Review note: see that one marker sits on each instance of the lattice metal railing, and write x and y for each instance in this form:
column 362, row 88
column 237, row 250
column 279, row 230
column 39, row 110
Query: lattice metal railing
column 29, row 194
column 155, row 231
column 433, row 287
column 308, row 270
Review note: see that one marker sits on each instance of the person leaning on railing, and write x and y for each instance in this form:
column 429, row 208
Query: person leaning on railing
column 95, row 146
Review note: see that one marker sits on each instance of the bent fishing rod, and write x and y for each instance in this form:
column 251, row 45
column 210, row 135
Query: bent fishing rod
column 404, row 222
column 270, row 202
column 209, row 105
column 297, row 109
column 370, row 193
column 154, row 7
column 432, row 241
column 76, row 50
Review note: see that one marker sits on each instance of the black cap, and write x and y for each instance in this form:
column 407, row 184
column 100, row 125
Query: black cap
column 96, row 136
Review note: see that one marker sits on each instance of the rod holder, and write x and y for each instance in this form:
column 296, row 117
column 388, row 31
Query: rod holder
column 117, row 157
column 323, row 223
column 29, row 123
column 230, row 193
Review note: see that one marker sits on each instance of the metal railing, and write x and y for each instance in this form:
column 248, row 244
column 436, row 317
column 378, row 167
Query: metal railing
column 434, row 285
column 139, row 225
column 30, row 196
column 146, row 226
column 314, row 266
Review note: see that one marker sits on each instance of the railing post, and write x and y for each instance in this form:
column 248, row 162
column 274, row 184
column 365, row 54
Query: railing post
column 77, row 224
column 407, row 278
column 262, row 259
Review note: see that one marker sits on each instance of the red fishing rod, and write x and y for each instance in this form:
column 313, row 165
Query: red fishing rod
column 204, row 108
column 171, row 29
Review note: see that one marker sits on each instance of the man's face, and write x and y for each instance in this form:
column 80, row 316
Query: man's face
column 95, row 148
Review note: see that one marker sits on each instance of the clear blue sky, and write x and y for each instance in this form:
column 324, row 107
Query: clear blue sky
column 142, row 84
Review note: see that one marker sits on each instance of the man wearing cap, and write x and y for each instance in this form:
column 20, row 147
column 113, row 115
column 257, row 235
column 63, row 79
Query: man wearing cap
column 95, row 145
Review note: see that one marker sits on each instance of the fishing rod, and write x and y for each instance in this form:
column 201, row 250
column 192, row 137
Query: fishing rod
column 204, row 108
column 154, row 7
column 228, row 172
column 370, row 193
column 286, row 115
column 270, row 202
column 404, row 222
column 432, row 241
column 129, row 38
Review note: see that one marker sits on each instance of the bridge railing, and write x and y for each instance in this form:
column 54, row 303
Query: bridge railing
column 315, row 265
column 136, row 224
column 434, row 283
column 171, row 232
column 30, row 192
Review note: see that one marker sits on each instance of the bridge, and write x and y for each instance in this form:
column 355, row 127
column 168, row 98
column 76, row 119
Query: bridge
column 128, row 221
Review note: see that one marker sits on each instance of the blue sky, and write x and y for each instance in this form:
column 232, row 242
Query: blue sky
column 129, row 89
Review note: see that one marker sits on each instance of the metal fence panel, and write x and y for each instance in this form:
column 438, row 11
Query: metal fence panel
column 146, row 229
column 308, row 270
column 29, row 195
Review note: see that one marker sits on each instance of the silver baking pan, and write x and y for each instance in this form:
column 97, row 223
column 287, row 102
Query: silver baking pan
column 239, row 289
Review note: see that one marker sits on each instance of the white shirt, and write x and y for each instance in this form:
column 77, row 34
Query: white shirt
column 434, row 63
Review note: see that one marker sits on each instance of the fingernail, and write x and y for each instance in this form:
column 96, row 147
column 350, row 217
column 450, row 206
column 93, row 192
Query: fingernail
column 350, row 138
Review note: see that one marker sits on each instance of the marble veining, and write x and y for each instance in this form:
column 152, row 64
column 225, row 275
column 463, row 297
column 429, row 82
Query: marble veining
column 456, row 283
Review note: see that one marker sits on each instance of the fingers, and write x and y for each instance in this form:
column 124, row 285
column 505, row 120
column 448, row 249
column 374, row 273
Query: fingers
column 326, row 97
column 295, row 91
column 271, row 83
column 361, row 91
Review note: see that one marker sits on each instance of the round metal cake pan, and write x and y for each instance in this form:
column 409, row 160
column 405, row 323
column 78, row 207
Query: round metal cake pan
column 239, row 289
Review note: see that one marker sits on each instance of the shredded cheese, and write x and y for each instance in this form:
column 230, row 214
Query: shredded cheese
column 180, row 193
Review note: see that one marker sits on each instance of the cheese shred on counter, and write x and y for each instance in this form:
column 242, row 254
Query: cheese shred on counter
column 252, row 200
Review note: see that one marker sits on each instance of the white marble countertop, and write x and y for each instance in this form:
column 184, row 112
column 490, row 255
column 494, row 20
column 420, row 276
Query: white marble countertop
• • • • •
Rewrite all of the material above as a numbered list, leaving out any blank lines.

Correct result:
1. Review note: see that one marker sits on each instance of the lattice metal railing, and write x and y for each instance in this form:
2. column 362, row 88
3. column 237, row 250
4. column 279, row 230
5. column 39, row 110
6. Query: lattice metal railing
7. column 29, row 194
8. column 155, row 231
9. column 433, row 287
10. column 308, row 270
11. Review note: see that one marker sits on each instance of the person leaning on railing, and write x and y for each instance in this form:
12. column 429, row 208
13. Query: person leaning on railing
14. column 95, row 146
15. Review note: see that one marker sits on each instance of the bent fishing rod, and write x and y for each instance in this form:
16. column 251, row 45
17. column 210, row 135
18. Query: bent fishing rod
19. column 404, row 222
20. column 270, row 202
21. column 209, row 105
22. column 297, row 109
23. column 370, row 193
24. column 154, row 7
25. column 432, row 241
26. column 76, row 50
27. Review note: see that one marker sits on each instance of the black cap, and write x and y for each instance in this form:
28. column 407, row 184
29. column 100, row 125
30. Query: black cap
31. column 96, row 136
32. Review note: see that one marker sits on each instance of the rod holder, and write x and y for each instance in this form:
33. column 296, row 117
34. column 388, row 31
35. Query: rod holder
36. column 117, row 157
37. column 323, row 223
38. column 29, row 123
39. column 230, row 193
40. Review note: see that one marker sits on each instance of the metal railing, and write x and y for each instance in this form:
41. column 248, row 244
42. column 436, row 317
43. column 378, row 167
44. Query: metal railing
45. column 434, row 285
46. column 139, row 225
47. column 30, row 196
48. column 146, row 226
49. column 314, row 266
50. Review note: see that one marker sits on each instance of the railing post, and write x and y for each instance in this form:
51. column 248, row 162
52. column 274, row 184
53. column 365, row 54
54. Query: railing post
55. column 77, row 224
56. column 407, row 278
57. column 262, row 259
58. Review note: see that one marker sits on each instance of the red fishing rod, and write x and y for each instance in this form:
59. column 313, row 165
60. Query: red fishing rod
61. column 204, row 108
62. column 171, row 29
63. Review note: see that one marker sits on each instance of the man's face, and write x and y for each instance in this form:
64. column 80, row 316
65. Query: man's face
66. column 95, row 148
67. Review note: see that one marker sits on each instance of the clear blue sky, and write x and y for each instance in this form:
68. column 324, row 107
69. Query: clear blue sky
70. column 142, row 84
71. Review note: see that one marker sits on each instance of the man wearing cap, and write x and y for each instance in this form:
72. column 20, row 147
73. column 113, row 115
74. column 257, row 235
75. column 63, row 79
76. Query: man wearing cap
77. column 95, row 145
78. Review note: see that one marker sits on each instance of the fishing rod, and write x and y for each instance in this form:
79. column 201, row 250
80. column 192, row 137
81. Query: fishing rod
82. column 204, row 108
83. column 154, row 7
84. column 228, row 172
85. column 370, row 193
86. column 286, row 115
87. column 270, row 202
88. column 404, row 222
89. column 432, row 241
90. column 129, row 38
91. Review note: see that one marker sits on each instance of the bridge railing, and write x and y for each instance in this form:
92. column 54, row 303
93. Query: bridge railing
94. column 315, row 265
95. column 136, row 224
96. column 434, row 283
97. column 171, row 232
98. column 30, row 192
99. Review note: see that one marker sits on each instance of the bridge, and write x and y for each instance in this form:
100. column 355, row 127
101. column 168, row 98
102. column 76, row 119
103. Query: bridge
104. column 128, row 221
105. Review note: see that one marker sits on each instance of the blue sky, and write x and y for each instance in this form:
106. column 232, row 242
107. Query: blue sky
108. column 129, row 89
109. Review note: see that one marker sits on each instance of the metal fence panel, and write x and y for each instance in this form:
110. column 438, row 11
111. Query: metal fence panel
112. column 146, row 229
113. column 308, row 270
114. column 29, row 195
115. Review note: see that one marker sits on each instance of the silver baking pan, and write x and y for each instance in this form:
116. column 97, row 223
117. column 287, row 102
118. Query: silver baking pan
119. column 239, row 289
120. Review note: see that one marker sits on each instance of the white shirt, and write x and y for each instance in this form:
121. column 77, row 34
122. Query: white shirt
123. column 434, row 63
124. Review note: see that one marker sits on each instance of the fingernail, and write x and y for each instance in this form:
125. column 96, row 147
126. column 350, row 217
127. column 450, row 206
128. column 93, row 192
129. Query: fingernail
130. column 350, row 138
131. Review note: see that one marker sits on each instance of the marble veining, and write x and y for each instance in this form:
132. column 152, row 64
133. column 225, row 275
134. column 463, row 297
135. column 429, row 82
136. Query: marble veining
137. column 456, row 283
138. Review note: see that one marker sits on each instance of the fingers, and write x and y for each instance in this form:
139. column 124, row 285
140. column 505, row 120
141. column 448, row 249
142. column 374, row 273
143. Query: fingers
144. column 326, row 97
145. column 295, row 91
146. column 271, row 83
147. column 361, row 91
148. Review note: see that one marker sits on each instance of the round metal cake pan, and write x and y for each instance in this form:
149. column 409, row 160
150. column 405, row 323
151. column 78, row 207
152. Query: round metal cake pan
153. column 239, row 289
154. Review note: see that one marker sits on each instance of the shredded cheese, and write x and y for each instance in this form:
155. column 230, row 214
156. Query: shredded cheese
157. column 180, row 193
158. Review note: see that one marker sits on each instance of the cheese shred on counter, and write x and y for each instance in this form:
159. column 242, row 254
160. Query: cheese shred on counter
161. column 252, row 200
162. Review note: see that one marker sits on each instance of the white marble countertop, and write x and y for each instance in this form:
163. column 184, row 112
164. column 490, row 255
165. column 494, row 20
166. column 420, row 276
167. Query: white marble countertop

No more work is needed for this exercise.